- [TASK PROMPT]: Render everything in the data below, from the line containing "the lab coat" down to the end of the data, as a Markdown table with the columns Number and Line. Skip any blank lines.

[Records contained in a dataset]
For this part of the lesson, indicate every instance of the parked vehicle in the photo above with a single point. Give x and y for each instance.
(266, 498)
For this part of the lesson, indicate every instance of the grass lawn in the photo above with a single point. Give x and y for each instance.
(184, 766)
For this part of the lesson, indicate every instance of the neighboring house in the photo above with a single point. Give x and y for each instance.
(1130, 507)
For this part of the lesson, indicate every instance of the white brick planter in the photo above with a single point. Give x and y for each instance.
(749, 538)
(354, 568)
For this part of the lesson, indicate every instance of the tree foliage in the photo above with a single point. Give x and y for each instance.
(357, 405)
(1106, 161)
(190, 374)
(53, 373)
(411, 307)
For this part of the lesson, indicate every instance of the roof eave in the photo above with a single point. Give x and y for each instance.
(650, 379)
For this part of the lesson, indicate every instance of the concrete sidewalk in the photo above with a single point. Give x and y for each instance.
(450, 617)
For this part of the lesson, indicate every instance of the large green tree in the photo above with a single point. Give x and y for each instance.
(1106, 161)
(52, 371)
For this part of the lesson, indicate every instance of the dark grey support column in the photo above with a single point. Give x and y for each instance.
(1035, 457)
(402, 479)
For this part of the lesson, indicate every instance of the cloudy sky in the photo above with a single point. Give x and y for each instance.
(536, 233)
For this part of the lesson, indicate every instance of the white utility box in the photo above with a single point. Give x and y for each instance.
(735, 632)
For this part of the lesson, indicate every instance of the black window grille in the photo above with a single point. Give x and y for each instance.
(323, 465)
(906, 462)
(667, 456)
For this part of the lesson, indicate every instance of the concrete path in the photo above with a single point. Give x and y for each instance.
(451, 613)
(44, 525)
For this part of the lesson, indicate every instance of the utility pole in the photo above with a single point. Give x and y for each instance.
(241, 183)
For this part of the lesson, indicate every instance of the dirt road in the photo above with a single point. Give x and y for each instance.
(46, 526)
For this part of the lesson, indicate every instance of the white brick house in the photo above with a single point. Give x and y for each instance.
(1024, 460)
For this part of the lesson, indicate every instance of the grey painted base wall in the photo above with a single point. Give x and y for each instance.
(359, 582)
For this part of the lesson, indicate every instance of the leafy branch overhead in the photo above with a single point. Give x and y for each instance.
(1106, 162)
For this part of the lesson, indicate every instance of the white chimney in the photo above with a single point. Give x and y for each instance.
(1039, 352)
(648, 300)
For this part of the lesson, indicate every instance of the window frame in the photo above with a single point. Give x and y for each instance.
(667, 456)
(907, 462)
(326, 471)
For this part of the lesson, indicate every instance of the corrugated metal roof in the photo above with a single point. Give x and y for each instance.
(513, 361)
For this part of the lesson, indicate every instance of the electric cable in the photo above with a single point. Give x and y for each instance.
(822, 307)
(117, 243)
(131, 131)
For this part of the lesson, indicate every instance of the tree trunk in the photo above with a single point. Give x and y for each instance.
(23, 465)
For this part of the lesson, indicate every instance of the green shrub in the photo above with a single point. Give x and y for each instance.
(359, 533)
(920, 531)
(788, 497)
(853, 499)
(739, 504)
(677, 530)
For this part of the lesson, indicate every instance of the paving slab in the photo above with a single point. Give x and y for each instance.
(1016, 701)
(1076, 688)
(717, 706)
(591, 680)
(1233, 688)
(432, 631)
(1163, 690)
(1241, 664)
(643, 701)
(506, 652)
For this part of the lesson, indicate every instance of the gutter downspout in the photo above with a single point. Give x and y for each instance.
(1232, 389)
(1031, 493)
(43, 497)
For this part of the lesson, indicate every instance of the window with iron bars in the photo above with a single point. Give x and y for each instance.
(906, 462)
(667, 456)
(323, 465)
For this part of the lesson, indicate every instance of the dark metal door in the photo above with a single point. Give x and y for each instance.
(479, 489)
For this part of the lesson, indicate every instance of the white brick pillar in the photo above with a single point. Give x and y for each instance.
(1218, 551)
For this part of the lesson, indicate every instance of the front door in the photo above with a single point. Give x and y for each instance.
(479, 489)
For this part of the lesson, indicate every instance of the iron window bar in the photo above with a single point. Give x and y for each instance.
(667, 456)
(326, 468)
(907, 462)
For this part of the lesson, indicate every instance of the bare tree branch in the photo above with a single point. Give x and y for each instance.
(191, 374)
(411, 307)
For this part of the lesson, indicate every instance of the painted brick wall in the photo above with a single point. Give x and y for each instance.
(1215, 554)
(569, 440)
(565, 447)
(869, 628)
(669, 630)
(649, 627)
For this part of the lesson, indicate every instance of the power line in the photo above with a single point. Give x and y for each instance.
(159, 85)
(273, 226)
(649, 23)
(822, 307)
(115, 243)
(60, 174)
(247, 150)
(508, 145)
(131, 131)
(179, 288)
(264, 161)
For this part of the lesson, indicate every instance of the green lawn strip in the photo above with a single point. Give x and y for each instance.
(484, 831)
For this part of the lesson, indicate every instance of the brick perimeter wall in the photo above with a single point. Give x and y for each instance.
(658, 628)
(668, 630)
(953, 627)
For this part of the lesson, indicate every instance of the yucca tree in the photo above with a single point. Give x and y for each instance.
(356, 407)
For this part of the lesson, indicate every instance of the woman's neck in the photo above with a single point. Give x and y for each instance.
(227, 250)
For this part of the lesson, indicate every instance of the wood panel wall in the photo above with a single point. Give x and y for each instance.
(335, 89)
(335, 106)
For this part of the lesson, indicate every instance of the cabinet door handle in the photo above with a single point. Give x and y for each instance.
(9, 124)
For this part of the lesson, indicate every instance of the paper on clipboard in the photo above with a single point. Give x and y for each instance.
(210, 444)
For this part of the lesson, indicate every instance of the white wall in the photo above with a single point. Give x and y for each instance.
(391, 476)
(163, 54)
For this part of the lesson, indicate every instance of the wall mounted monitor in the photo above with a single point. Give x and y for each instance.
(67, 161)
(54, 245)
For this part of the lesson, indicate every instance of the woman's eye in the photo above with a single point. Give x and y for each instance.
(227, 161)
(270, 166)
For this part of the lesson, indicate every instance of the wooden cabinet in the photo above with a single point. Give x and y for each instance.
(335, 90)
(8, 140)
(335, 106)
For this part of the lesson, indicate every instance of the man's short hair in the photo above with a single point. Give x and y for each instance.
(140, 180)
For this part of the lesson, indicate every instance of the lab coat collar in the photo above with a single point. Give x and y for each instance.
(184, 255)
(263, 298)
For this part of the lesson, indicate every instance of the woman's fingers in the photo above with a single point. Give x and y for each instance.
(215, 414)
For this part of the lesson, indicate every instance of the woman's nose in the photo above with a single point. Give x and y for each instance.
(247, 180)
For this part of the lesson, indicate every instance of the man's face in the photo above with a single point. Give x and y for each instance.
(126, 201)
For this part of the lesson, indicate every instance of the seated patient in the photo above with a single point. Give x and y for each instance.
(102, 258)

- [THE SOLUTION]:
| Number | Line |
|---|---|
| 1 | For this part of the lesson, indicate every instance of the lab coat collar in the photo above with a single point. Give x and y for each instance. |
| 2 | (184, 255) |
| 3 | (263, 298) |
| 4 | For this part of the lesson, indicate every instance of the woman's fingers in the photo above with a single point. Give x and y for each instance. |
| 5 | (215, 414) |
| 6 | For this part of the lesson, indicate every instance of the woman's nose in the photo above with a single point. Give x and y for each instance. |
| 7 | (247, 180) |
| 8 | For this part of the lesson, indicate every instance of the man's face in the photo above with a single point. Give x and y for each instance. |
| 9 | (126, 201) |
| 10 | For this part of the lesson, indicate every instance of the seated patient in the photo above with a single point. Give x and y for each instance. |
| 11 | (102, 258) |